*Brief:*
Transcribe every entry below word for word, but skip the pictures.

##### Provided information #####

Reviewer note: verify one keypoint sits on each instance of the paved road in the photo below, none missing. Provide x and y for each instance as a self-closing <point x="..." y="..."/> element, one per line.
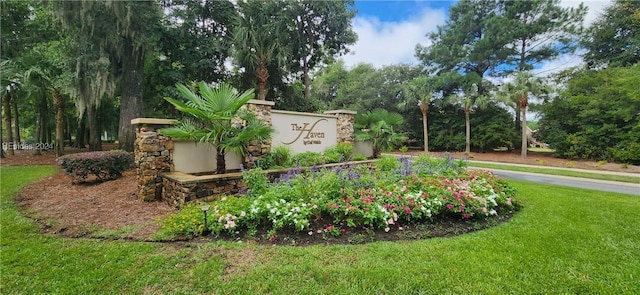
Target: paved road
<point x="601" y="185"/>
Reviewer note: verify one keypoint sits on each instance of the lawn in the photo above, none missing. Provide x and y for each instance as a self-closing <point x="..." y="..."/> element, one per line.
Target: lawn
<point x="565" y="240"/>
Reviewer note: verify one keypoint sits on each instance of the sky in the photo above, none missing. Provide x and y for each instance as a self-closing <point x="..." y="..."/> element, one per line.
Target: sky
<point x="388" y="31"/>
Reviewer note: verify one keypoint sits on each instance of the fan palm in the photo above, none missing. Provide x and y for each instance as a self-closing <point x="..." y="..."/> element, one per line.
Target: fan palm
<point x="468" y="101"/>
<point x="517" y="93"/>
<point x="215" y="116"/>
<point x="377" y="127"/>
<point x="420" y="92"/>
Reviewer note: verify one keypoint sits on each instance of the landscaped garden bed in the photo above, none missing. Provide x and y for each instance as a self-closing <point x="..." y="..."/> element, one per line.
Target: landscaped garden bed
<point x="393" y="199"/>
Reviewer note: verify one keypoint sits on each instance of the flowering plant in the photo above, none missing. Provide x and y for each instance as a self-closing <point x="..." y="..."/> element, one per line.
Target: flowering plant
<point x="412" y="192"/>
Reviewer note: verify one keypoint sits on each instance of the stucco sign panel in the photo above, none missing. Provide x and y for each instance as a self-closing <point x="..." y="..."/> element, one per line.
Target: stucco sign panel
<point x="304" y="132"/>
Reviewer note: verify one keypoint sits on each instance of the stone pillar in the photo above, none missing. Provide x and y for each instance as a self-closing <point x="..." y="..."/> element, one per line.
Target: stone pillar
<point x="346" y="121"/>
<point x="262" y="109"/>
<point x="153" y="156"/>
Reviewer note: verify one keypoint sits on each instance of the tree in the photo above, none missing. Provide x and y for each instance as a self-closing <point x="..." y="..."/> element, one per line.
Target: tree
<point x="467" y="100"/>
<point x="473" y="42"/>
<point x="257" y="40"/>
<point x="419" y="91"/>
<point x="319" y="30"/>
<point x="211" y="117"/>
<point x="541" y="30"/>
<point x="614" y="38"/>
<point x="596" y="117"/>
<point x="378" y="127"/>
<point x="121" y="50"/>
<point x="517" y="94"/>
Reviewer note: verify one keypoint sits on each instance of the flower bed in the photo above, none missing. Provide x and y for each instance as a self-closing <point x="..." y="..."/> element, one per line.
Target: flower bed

#####

*Response for this exercise:*
Reviewer note: verify one keypoint sits on each instance of the paved road in the photo below, none missing. Provide x and y for each instance as a self-closing <point x="..." y="..."/> element, one per line.
Target: paved road
<point x="601" y="185"/>
Reviewer note: verify one keypoint sits on each instance of the lawn in the photo above, none missing. Provide x and y for each instance as a self-closing <point x="..." y="..."/> element, one per line.
Target: lawn
<point x="565" y="240"/>
Reviewer note: verify one keypoint sits on each instance of the sky in the photo above, none missing. Provide x and y for each instance as a self-closing <point x="..." y="..."/> element, one per line.
Target: sky
<point x="388" y="31"/>
Reviewer note: verify one keypoint sits on each instance of the fan palm in the photo above, none missing. Provide x and y for each instance as a self-closing <point x="..." y="..."/> element, one per line.
Target: fan palm
<point x="468" y="101"/>
<point x="517" y="93"/>
<point x="215" y="116"/>
<point x="377" y="127"/>
<point x="420" y="92"/>
Reviewer note: verify one keypoint sits on each instance of the landscaped garden bed in the photo above, none missing. Provide x and y for each instance as a self-closing <point x="..." y="..."/> element, one per line.
Target: landscaped garden bed
<point x="393" y="199"/>
Reviewer note: verify one keypoint sits on each instance of the flowering plant in the photo above, none missing. Provide x and y for each instance as a self-closing <point x="..." y="..."/> element, one per line.
Target: flowering plant
<point x="412" y="192"/>
Reviewer note: verify one keypoint sits on each instance of the stucco sign panel in the photo above, none missing. Provide x and y for each instance as a self-closing <point x="..." y="..."/> element, one per line.
Target: stucco sign panel
<point x="304" y="132"/>
Reviewer note: verify one keypoint sits on each instance of the stone pillar in the photo above, none missing. Provide x and y for each instance as a self-closing <point x="..." y="..."/> element, one per line.
Target: stone pillar
<point x="346" y="121"/>
<point x="262" y="109"/>
<point x="153" y="156"/>
Reviewer note: verify one keypoint sits on each instance of the tree in the photo above, none missing. Provide x and y for each instance as a self-closing <point x="..." y="..."/> element, one per line.
Target: tree
<point x="467" y="100"/>
<point x="473" y="42"/>
<point x="257" y="40"/>
<point x="419" y="91"/>
<point x="319" y="30"/>
<point x="211" y="117"/>
<point x="541" y="30"/>
<point x="614" y="38"/>
<point x="596" y="117"/>
<point x="378" y="127"/>
<point x="121" y="50"/>
<point x="517" y="94"/>
Reviewer note: verify one keypoint sits on each instance of the flower bed in the photo above, none missing. Provide x and y for each instance as a self-closing <point x="..." y="..."/> element, one per line.
Target: flower bed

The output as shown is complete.